### [Given problem]
Select every line in the listing below that contains the word "background", and copy each of those lines in full.

[Region labeling entries]
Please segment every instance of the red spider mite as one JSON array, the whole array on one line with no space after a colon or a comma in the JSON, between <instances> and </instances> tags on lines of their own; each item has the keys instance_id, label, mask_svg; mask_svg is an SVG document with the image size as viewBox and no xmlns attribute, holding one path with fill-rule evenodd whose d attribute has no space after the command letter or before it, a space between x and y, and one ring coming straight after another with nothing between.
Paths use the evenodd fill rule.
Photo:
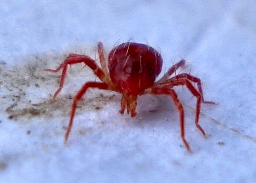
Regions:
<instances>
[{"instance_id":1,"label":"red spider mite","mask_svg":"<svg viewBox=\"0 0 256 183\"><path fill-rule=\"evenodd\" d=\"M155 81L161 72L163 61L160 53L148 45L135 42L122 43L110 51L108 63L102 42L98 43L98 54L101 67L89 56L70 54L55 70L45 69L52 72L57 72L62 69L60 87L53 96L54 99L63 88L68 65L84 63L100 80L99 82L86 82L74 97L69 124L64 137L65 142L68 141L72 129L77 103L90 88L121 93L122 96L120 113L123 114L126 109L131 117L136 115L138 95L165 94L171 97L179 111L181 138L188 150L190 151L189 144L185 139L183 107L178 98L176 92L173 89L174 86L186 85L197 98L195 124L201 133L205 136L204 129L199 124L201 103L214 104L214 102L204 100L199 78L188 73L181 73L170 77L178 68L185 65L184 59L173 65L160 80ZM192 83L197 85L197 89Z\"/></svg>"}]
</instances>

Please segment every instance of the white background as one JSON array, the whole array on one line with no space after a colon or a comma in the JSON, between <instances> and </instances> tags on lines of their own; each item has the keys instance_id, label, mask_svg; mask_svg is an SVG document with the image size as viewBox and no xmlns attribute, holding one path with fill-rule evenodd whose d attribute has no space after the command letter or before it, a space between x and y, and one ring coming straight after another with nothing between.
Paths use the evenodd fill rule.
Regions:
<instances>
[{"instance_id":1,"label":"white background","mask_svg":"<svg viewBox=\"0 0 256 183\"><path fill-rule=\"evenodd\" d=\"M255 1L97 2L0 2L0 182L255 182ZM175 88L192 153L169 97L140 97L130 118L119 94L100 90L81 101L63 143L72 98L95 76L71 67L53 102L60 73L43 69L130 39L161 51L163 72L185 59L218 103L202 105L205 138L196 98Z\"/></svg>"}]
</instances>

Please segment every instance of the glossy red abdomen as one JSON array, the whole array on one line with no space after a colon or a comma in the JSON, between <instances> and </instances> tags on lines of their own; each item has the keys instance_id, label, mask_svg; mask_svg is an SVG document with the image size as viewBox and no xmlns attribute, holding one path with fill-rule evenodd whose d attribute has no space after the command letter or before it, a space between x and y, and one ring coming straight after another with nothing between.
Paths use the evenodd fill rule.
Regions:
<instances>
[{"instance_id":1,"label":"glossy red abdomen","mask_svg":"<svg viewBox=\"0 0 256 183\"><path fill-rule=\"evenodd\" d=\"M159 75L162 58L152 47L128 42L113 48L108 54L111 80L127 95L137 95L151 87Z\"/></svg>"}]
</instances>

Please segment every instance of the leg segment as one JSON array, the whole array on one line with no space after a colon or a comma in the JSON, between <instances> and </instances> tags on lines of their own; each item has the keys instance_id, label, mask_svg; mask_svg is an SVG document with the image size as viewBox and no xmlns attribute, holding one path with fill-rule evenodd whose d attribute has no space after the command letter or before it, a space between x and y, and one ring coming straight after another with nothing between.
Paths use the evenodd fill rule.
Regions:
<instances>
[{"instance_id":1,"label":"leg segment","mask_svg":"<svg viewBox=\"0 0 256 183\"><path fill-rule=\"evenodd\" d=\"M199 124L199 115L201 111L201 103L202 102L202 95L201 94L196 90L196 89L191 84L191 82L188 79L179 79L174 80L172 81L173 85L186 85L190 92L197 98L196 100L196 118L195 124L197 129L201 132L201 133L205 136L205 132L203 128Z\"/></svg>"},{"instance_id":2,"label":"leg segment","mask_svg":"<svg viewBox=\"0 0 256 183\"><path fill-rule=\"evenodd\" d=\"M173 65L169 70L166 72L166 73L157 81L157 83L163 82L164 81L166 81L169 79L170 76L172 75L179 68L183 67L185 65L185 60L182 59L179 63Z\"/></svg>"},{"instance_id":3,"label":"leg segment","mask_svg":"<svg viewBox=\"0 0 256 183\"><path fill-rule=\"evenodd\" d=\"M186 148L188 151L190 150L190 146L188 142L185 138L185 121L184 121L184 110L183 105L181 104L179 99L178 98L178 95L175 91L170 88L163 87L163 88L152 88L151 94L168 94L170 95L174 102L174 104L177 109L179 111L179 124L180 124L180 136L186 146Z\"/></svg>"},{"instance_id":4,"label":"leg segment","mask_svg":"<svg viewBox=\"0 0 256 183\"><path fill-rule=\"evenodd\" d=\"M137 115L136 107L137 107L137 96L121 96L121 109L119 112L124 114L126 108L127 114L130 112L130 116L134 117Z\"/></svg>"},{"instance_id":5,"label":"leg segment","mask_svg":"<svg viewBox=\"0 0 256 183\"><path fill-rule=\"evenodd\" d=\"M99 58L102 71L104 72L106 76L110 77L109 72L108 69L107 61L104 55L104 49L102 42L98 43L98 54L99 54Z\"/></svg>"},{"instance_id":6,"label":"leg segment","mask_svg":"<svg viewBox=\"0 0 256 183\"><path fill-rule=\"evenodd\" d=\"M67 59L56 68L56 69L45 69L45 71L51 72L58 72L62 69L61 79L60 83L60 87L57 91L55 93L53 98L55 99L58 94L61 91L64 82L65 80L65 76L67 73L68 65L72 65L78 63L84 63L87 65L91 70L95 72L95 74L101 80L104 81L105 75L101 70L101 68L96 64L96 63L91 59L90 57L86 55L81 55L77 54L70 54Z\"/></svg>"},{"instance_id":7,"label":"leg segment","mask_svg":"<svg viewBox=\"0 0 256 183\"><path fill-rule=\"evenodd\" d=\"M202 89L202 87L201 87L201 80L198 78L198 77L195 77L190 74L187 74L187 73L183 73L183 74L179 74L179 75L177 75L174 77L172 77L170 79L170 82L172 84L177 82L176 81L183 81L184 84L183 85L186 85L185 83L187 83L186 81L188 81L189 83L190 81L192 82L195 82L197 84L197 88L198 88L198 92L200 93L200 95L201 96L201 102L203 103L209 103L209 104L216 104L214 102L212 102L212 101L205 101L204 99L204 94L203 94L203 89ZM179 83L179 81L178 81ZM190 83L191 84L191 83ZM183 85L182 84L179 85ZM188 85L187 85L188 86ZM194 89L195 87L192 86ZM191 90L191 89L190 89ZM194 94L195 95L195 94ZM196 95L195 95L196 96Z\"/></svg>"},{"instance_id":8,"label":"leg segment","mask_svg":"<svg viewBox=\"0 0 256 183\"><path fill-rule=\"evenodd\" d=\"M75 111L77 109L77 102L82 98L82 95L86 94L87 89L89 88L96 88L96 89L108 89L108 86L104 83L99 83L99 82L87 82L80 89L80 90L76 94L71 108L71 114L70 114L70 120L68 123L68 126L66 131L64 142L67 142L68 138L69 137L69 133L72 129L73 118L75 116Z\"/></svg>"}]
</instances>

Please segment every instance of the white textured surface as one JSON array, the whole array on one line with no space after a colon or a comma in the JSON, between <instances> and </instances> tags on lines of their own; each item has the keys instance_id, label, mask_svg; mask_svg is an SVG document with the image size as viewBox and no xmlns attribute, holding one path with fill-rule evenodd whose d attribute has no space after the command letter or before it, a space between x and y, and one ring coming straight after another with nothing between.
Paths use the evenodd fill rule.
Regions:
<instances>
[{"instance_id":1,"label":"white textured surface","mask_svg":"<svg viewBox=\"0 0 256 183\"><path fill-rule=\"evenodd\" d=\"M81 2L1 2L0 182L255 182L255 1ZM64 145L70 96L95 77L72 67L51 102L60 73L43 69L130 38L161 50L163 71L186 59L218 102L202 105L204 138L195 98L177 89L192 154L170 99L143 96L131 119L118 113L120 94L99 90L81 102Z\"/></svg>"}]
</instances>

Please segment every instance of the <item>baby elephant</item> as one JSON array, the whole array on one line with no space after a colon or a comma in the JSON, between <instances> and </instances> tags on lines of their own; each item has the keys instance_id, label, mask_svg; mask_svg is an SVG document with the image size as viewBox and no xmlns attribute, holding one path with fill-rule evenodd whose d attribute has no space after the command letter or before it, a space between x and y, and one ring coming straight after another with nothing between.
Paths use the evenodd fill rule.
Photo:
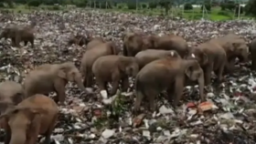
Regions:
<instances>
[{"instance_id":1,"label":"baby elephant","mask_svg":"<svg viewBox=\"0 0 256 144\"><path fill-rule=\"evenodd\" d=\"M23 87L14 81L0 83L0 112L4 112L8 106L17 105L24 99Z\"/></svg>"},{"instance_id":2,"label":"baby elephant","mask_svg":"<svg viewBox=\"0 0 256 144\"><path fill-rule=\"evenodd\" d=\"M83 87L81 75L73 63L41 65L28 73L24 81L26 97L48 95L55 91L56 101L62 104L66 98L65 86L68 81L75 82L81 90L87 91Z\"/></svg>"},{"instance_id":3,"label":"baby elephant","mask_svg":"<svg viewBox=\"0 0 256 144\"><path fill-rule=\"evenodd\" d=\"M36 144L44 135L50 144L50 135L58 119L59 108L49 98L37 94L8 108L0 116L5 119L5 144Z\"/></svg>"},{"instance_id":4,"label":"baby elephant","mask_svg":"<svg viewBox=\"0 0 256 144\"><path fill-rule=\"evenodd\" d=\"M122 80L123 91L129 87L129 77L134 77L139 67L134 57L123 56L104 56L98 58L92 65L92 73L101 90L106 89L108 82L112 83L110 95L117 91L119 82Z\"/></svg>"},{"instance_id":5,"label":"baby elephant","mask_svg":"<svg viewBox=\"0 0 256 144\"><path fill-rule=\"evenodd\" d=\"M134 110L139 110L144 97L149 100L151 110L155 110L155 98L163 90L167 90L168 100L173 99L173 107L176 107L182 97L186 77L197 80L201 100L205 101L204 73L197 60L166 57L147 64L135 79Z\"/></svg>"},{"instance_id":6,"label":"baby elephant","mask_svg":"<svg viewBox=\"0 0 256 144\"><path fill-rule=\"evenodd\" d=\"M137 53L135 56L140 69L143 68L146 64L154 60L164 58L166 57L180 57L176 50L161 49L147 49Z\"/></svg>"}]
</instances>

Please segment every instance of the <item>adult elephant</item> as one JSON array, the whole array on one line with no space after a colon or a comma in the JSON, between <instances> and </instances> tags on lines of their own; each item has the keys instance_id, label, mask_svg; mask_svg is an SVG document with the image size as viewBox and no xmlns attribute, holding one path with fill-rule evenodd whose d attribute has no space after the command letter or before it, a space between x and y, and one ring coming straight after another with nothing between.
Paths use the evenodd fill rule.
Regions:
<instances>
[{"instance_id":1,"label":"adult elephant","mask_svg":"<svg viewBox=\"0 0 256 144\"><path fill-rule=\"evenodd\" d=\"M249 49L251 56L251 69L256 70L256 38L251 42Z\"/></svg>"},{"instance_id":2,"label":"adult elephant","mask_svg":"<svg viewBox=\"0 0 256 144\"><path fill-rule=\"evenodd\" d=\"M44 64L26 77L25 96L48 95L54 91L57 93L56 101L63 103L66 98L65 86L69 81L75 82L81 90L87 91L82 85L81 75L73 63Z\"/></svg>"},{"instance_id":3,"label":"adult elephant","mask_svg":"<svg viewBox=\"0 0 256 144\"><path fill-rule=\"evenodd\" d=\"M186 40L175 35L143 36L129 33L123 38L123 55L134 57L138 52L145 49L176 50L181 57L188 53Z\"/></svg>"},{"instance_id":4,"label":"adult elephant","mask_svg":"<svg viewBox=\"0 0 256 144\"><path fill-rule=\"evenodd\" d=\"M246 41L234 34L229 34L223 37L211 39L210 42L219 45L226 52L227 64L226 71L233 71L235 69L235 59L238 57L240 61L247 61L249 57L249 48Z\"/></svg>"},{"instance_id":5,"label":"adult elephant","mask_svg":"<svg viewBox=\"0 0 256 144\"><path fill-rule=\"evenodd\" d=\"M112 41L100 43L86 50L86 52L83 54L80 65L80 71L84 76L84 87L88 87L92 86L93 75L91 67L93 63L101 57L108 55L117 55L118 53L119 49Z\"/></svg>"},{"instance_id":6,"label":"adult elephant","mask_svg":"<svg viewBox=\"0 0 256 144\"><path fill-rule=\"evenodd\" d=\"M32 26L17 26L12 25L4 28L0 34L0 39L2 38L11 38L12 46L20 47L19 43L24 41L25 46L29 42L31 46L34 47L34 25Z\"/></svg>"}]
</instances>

### [Answer to the problem]
Please segment every instance of the white background as one JSON array, the whole array on one line with no space after a colon or a comma in the JSON, between <instances> and </instances> tags on lines of their own; each item has the keys instance_id, label, mask_svg; mask_svg is an SVG document with the image size as viewBox and no xmlns attribute, holding one path with fill-rule evenodd whose d attribute has no space after the command letter or before it, a space between x and y, and one ring coming straight after another with nothing between.
[{"instance_id":1,"label":"white background","mask_svg":"<svg viewBox=\"0 0 256 183\"><path fill-rule=\"evenodd\" d=\"M255 1L97 2L0 2L0 182L255 182ZM175 88L192 153L169 97L140 97L130 118L119 94L100 90L81 101L63 143L72 98L95 76L71 67L53 102L60 73L43 69L130 39L161 51L163 72L185 59L218 103L202 105L205 138L196 98Z\"/></svg>"}]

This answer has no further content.